— EXERCICE —
Selon le texte sur les termites, à quelle période de l'année l'essaimage a-t-il généralement lieu ?

— TEXTE SOURCE —
□ □ □ □ □

Les termites ne s'installent, et ne
prolifèrent, que là oil l'eau leur est accessible. A cet
égard, la présence de nappes phréatiques superficielles
(les puits en sont un bon indicateur) constitue un facteur éminemment
favorable, tout comme la proximité de marais, de cours d'eau, de plans
d'eau, de source, et en règle générale de tout facteur
d'humidité. La plaine de la Bénoué et la zone qui
l'entoure sont suffisamment humidifiées pour encourager la
prolifération des termites, au grand dam de la production
agricole.
De par le monde, on connaît près de 2.000
espèces de termites, mais la grande majorité d'entre elles
prolifère dans les régions tropicales et équatoriales oil
les dégâts causés sont considérables. En
dépit de leur petitesse et de leur apparente fragilité, les
termites sont dotées de mandibules très puissantes aptes à
attaquer les bois les plus durs. Outre la vétusté, et en
général tout manque d'entretien de l'habitat, et de ses abords,
trois facteurs favorisent la présence et le développement des
termites. Ce sont
- l'obscurité (car ils sont lucifuges et fuient de
la lumière),
- l'humidité (puisqu'elle conditionne leur
survie),
- et enfin une température
élevée. La région du Nord connaît des
températures qui vont parfois au-delà de 50°C à
l'ombre. De tels pics ne peuvent qu'attirer les termites. La température
à l'intérieur des cases et surtout des greniers, à
laquelle s'ajoutent les deux facteurs précédents exposent les
récoltes aux assauts des termites ; ce qui va entraîner leur
diminution.
Quand l'exposition de la colonie est favorable, et que
les conditions climatiques le sont également (ensoleillement,
températures élevées), la propagation naturelle se fait
par « essaimage » c'est-à-dire que tous les ans,
généralement en avril-mai, une nouvelle génération
d'adultes s'envole et se disperse aux alentours de la colonie mère. Ces
adultes sont noirs et se comportent exactement comme les fourmis volantes.

□ □ □ □ □

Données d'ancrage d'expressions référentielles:
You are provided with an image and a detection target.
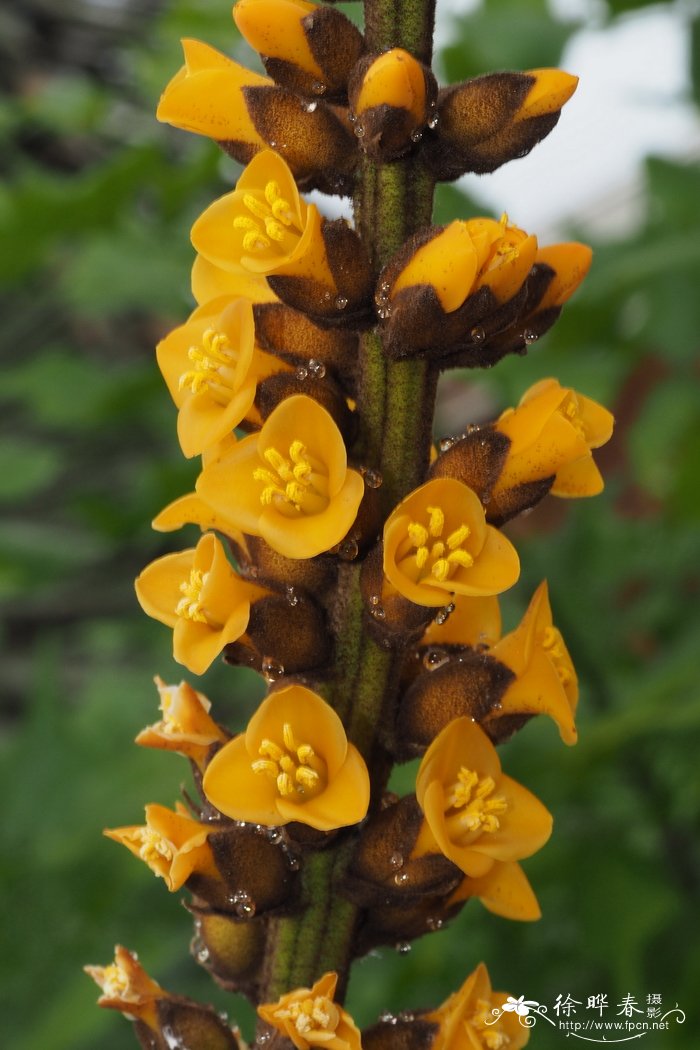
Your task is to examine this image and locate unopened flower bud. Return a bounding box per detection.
[233,0,364,100]
[349,47,437,161]
[425,69,578,180]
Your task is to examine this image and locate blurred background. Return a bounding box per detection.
[0,0,700,1050]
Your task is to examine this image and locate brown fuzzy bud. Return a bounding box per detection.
[253,302,359,394]
[268,218,372,328]
[425,69,578,181]
[396,646,514,758]
[188,904,267,994]
[348,47,438,163]
[345,795,462,907]
[233,0,364,101]
[429,426,510,505]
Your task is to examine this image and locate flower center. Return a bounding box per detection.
[275,995,340,1035]
[407,507,474,583]
[139,827,172,864]
[445,765,508,837]
[252,722,326,801]
[178,328,237,404]
[468,999,510,1050]
[175,569,209,624]
[233,181,302,254]
[100,963,132,1002]
[253,440,328,517]
[542,627,573,688]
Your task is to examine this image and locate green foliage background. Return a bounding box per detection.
[0,0,700,1050]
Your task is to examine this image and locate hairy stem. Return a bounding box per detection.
[262,0,436,1002]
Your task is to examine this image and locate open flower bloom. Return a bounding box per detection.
[191,255,277,307]
[197,395,364,558]
[493,379,614,500]
[85,944,168,1028]
[203,685,369,832]
[156,297,290,457]
[192,149,336,294]
[136,675,227,768]
[389,214,537,313]
[447,860,542,922]
[487,581,578,744]
[155,40,273,145]
[105,802,217,893]
[135,532,266,674]
[257,973,361,1050]
[420,594,501,649]
[384,478,519,606]
[422,963,530,1050]
[412,717,552,878]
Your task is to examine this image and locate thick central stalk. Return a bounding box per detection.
[261,0,434,1002]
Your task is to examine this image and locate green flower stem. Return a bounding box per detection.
[261,0,437,1002]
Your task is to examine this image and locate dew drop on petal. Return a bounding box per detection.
[260,656,284,683]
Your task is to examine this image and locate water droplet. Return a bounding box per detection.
[423,649,449,671]
[309,357,325,379]
[338,537,360,562]
[260,656,284,683]
[284,587,299,608]
[361,467,384,488]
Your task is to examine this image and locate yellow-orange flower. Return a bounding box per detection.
[413,717,552,878]
[421,594,501,649]
[191,255,277,306]
[447,860,542,922]
[156,296,290,457]
[492,379,614,499]
[105,802,217,893]
[514,68,578,121]
[85,944,168,1028]
[203,685,369,832]
[136,675,227,767]
[388,214,537,313]
[155,40,273,143]
[197,395,364,559]
[384,478,519,606]
[490,581,578,744]
[135,532,266,674]
[192,149,336,296]
[257,973,361,1050]
[423,963,530,1050]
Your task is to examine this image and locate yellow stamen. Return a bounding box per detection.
[446,765,508,834]
[175,569,209,624]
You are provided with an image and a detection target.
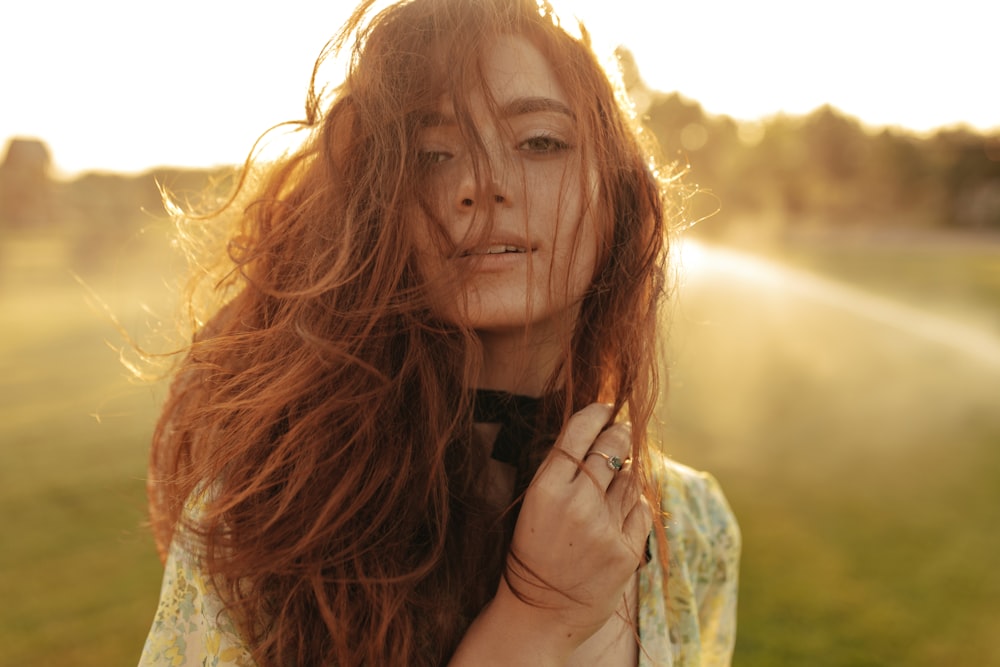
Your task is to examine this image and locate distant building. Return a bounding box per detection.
[0,138,53,227]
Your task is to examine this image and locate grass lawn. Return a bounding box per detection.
[0,227,1000,667]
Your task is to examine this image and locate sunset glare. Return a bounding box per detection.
[0,0,1000,174]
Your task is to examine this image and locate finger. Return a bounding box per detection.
[583,422,632,491]
[546,403,614,479]
[606,462,643,523]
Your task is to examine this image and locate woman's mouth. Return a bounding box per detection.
[459,244,528,257]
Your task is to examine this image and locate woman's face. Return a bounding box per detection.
[418,35,598,340]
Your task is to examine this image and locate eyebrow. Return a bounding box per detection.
[420,97,576,127]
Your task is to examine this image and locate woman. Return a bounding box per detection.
[142,0,739,666]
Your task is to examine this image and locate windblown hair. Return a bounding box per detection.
[149,0,666,665]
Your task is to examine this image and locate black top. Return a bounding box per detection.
[473,389,542,466]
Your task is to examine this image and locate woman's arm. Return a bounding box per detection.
[450,404,652,667]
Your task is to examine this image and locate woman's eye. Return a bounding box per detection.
[517,134,570,154]
[417,150,453,166]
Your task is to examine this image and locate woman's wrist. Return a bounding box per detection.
[449,581,586,667]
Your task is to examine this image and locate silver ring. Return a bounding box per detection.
[587,449,628,472]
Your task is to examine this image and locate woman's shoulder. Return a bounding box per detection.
[652,452,740,554]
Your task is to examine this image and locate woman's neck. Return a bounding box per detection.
[476,331,560,397]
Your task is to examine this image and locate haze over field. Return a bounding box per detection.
[0,0,1000,174]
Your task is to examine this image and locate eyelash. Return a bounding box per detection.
[418,134,572,167]
[517,134,571,155]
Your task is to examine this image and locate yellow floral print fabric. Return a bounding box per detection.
[139,457,740,667]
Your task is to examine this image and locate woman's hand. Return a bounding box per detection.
[455,403,652,665]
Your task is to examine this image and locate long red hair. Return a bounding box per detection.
[149,0,666,665]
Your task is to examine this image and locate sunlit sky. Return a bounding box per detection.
[0,0,1000,174]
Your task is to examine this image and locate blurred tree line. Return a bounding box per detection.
[619,50,1000,234]
[0,51,1000,262]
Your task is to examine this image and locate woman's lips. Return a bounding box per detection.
[458,243,528,257]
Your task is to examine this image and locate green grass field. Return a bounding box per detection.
[0,231,1000,667]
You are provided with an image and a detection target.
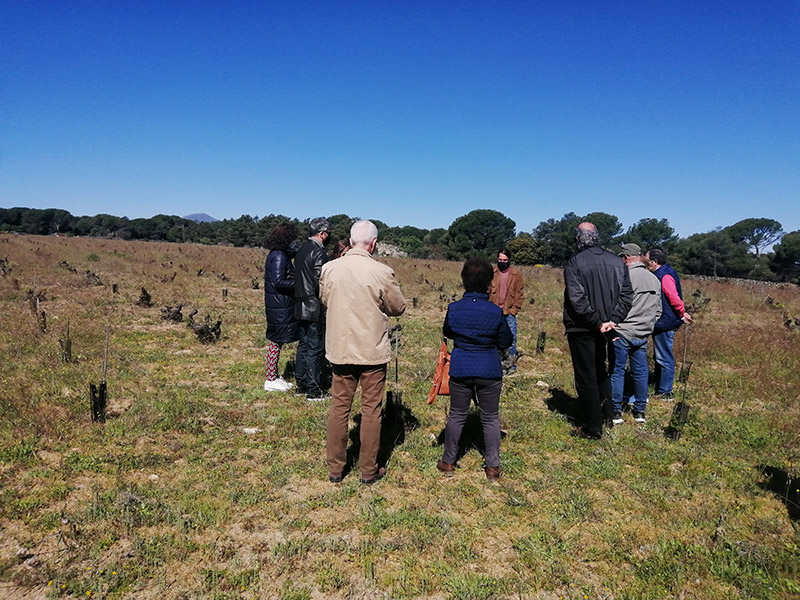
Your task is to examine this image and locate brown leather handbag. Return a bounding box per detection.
[428,339,450,404]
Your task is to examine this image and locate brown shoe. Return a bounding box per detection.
[361,467,386,485]
[436,460,456,477]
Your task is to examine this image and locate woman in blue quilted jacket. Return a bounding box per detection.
[436,258,514,481]
[264,223,300,392]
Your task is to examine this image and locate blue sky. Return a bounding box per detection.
[0,0,800,237]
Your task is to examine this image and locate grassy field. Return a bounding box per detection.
[0,235,800,600]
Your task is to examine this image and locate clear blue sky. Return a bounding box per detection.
[0,0,800,237]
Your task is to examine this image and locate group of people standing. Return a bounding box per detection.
[264,217,691,484]
[564,222,692,439]
[264,217,406,484]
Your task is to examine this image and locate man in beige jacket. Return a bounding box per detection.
[319,221,406,484]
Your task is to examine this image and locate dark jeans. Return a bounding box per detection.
[294,321,325,396]
[442,377,503,467]
[567,331,614,435]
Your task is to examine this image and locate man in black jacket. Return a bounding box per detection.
[564,222,633,440]
[294,217,330,401]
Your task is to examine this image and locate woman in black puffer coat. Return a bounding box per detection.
[264,223,300,392]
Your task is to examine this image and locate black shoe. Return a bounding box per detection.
[436,460,456,477]
[361,467,386,485]
[569,427,603,440]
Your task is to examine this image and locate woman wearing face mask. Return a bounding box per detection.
[264,223,300,392]
[489,248,525,375]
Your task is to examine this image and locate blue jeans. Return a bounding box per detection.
[653,329,677,395]
[611,336,649,414]
[294,321,325,396]
[506,315,517,354]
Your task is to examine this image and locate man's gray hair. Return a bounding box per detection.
[575,226,600,250]
[308,217,331,235]
[350,221,378,246]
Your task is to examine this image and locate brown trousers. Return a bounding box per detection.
[326,364,386,479]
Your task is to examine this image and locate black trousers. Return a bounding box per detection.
[567,331,614,435]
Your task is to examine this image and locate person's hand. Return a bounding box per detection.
[600,321,617,333]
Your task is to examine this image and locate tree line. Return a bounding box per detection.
[0,207,800,283]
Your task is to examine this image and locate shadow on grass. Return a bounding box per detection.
[758,465,800,521]
[545,388,581,427]
[342,392,419,476]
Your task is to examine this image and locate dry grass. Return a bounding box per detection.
[0,236,800,600]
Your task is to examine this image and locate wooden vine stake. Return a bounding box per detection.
[89,327,109,423]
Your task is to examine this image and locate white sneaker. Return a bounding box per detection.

□ □ □ □ □

— CORRIGÉ DÉTAILLÉ —
L'essaimage a généralement lieu en avril-mai.